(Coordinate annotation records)

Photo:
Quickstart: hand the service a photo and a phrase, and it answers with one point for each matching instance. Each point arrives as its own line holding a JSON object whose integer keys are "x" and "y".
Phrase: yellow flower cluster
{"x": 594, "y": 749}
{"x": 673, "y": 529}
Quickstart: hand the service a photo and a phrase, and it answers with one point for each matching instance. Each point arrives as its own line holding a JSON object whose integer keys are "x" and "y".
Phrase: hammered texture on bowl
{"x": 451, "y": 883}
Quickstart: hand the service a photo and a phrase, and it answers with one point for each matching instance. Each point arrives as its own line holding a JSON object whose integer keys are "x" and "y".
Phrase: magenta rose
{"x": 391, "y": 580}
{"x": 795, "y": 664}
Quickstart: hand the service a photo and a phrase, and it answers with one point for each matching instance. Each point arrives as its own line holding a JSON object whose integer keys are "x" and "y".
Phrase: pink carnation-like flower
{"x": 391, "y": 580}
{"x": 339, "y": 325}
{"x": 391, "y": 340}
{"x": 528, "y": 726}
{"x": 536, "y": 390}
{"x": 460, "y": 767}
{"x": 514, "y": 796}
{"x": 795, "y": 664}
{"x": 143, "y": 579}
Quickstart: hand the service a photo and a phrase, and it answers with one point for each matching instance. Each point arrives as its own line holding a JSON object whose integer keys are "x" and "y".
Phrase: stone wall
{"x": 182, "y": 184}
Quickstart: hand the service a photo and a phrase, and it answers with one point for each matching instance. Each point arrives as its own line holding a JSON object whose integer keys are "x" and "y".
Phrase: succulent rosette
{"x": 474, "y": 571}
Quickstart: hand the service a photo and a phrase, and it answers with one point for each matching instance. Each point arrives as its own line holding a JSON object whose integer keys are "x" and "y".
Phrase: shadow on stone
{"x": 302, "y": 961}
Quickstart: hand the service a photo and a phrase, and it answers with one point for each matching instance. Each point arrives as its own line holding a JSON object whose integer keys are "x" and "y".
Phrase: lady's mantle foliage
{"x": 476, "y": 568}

Exercise => From the records above, extract every entry exactly as given.

Task solution =>
Photo:
Quickstart: hand the service a photo and a phrase, and it answers with one point for each matching instance. Each point arrives as its own line holding a JSON object whose integer keys are "x" and "y".
Phrase: yellow flower cluster
{"x": 594, "y": 749}
{"x": 673, "y": 529}
Quickstart: hand the service a photo and a phrase, and it answers with one point for each matching instance. Each point arrives as its own line holding a JSON object whose integer keys are "x" and "y".
Phrase: hammered texture on bowl
{"x": 451, "y": 883}
Quickstart: hand the service a photo and a phrase, and it answers with one point for each matching instance. Each point arrives as its own line holding a JSON object whose integer keys are "x" and "y".
Phrase: magenta rose
{"x": 391, "y": 580}
{"x": 795, "y": 664}
Quickstart: hand the service a photo and a phrase, and it answers with one point for each matching instance. Each point arrives as its own line holding a JSON object whose integer keys are "x" and "y".
Phrase: pink carnation-like flower
{"x": 391, "y": 580}
{"x": 339, "y": 325}
{"x": 391, "y": 340}
{"x": 528, "y": 726}
{"x": 536, "y": 390}
{"x": 460, "y": 767}
{"x": 514, "y": 796}
{"x": 795, "y": 664}
{"x": 143, "y": 579}
Quickstart: hand the service a photo and a phrase, and it answers with one point for each matching instance. Each point arrives as its own line holding a JSON object whose integer keys are "x" and "y".
Phrase: stone wall
{"x": 182, "y": 184}
Quickstart: hand the service a photo and a phrase, and it answers with one point for each matching instance. Each point arrives as its own line holding a JSON object whose integer keys are "x" and "y".
Phrase: succulent rosette
{"x": 474, "y": 571}
Quickstart: hand the service a photo and a phrase, and it answers with one point for each matching instance. Each point arrives as its own line holding a JSON object whose integer keys are "x" and "y".
Phrase: shadow on stone
{"x": 302, "y": 961}
Quickstart: hand the service a photo and a phrase, and it answers with one point for each matching instance. Each point arrives as its own line holding a JSON object whose integer keys are "x" and "y".
Phrase: lady's mantle foliage
{"x": 476, "y": 568}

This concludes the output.